Case ID: nc-app_28/html/0346-01.html
Source: Caselaw Access Project
Author: {"author": "CLARK, Judge.", "license": "Public Domain", "url": "https://static.case.law/"}
Date Created: 2024-08-24T03:29:51.129683

STATE OF NORTH CAROLINA v. THEODORE ROOSEVELT FREEMAN
    No. 756SC678
    (Filed 7 January 1976)
    Forgery § 2— uttering forged check — aiding and abetting — sufficiency of evidence
    Evidence was sufficient to be submitted to the jury in a prosecution for forgery and uttering a forged check where such evidence tended to show that defendant aided and abetted another in the perpetration of the crime.
    Appeal by defendant from Tillery, Judge. Judgment entered 16 April 1975 in Superior Court, Hertford County. Heard in the Court of Appeals 19 November 1975.

◆ Problem to work on ◆
Using the case summary, decide whether each statement agrees with it, and back each yes or no with the deciding words quoted from the text.
1. The state of North Carolina brought the appeal.
2. The evidence was found strong enough to go to the jury.
3. The judgment was entered in Superior Court, Hertford County.
The rows that follow come from a separate source.

Records from a data collection
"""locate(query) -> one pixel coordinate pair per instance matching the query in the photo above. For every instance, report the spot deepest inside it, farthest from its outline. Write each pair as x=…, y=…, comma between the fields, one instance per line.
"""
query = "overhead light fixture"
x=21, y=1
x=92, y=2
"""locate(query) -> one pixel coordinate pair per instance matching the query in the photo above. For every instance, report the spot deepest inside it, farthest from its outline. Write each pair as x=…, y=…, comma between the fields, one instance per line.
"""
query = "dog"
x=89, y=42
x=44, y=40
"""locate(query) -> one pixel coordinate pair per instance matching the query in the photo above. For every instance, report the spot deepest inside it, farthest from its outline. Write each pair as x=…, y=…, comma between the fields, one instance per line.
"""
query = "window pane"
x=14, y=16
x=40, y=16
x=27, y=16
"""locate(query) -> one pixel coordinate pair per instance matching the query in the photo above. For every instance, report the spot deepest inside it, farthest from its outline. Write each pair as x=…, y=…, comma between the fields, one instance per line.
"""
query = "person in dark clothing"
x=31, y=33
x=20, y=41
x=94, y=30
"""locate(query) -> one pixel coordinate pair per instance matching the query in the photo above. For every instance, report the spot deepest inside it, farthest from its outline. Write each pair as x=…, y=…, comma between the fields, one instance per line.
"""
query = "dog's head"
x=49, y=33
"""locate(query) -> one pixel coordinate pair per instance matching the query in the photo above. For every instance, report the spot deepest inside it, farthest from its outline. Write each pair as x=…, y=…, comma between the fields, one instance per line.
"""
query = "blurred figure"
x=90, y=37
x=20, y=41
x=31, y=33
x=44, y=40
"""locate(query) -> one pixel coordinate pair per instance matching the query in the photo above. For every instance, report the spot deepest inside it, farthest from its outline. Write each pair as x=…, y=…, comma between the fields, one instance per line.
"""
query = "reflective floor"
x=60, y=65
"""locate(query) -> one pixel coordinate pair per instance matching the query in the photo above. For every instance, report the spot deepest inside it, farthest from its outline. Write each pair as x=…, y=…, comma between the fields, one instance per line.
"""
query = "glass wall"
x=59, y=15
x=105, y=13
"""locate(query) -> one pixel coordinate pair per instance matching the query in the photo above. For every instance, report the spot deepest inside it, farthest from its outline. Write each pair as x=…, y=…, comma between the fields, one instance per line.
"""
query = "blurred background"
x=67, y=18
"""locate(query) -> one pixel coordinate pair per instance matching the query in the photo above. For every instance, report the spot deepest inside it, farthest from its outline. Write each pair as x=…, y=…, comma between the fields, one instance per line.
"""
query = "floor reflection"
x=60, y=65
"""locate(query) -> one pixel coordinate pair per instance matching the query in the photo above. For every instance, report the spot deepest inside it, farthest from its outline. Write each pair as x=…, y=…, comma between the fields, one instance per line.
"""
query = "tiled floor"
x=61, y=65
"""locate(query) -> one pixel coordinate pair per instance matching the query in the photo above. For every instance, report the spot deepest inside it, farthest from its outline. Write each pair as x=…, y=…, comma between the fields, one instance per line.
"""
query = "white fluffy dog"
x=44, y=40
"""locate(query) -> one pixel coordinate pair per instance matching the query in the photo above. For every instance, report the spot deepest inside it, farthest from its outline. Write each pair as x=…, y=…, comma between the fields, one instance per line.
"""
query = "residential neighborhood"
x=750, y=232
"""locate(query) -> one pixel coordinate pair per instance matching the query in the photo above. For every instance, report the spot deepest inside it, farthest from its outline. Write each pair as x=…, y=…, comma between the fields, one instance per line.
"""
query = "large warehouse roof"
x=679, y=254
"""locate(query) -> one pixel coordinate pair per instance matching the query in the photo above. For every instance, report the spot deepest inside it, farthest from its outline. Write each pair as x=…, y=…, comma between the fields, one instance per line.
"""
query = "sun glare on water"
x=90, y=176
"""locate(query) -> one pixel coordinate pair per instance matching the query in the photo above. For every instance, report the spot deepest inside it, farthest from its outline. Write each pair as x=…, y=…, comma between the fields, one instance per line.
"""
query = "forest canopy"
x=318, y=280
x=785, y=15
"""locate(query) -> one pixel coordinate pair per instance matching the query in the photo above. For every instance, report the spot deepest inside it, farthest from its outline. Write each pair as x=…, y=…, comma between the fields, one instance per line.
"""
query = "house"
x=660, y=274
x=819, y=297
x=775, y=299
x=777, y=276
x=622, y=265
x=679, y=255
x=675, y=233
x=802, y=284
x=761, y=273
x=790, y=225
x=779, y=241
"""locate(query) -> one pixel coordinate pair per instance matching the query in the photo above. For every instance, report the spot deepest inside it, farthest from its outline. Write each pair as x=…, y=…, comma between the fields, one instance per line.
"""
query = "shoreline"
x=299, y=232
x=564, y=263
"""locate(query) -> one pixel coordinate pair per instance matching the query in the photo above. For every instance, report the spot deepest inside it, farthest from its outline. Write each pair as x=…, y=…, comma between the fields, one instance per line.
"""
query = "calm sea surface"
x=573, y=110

◆ Solution to this problem ◆
1. No: "Appeal by defendant from Tillery, Judge."
2. Yes: "Evidence was sufficient to be submitted to the jury"
3. Yes: "Judgment entered 16 April 1975 in Superior Court, Hertford County."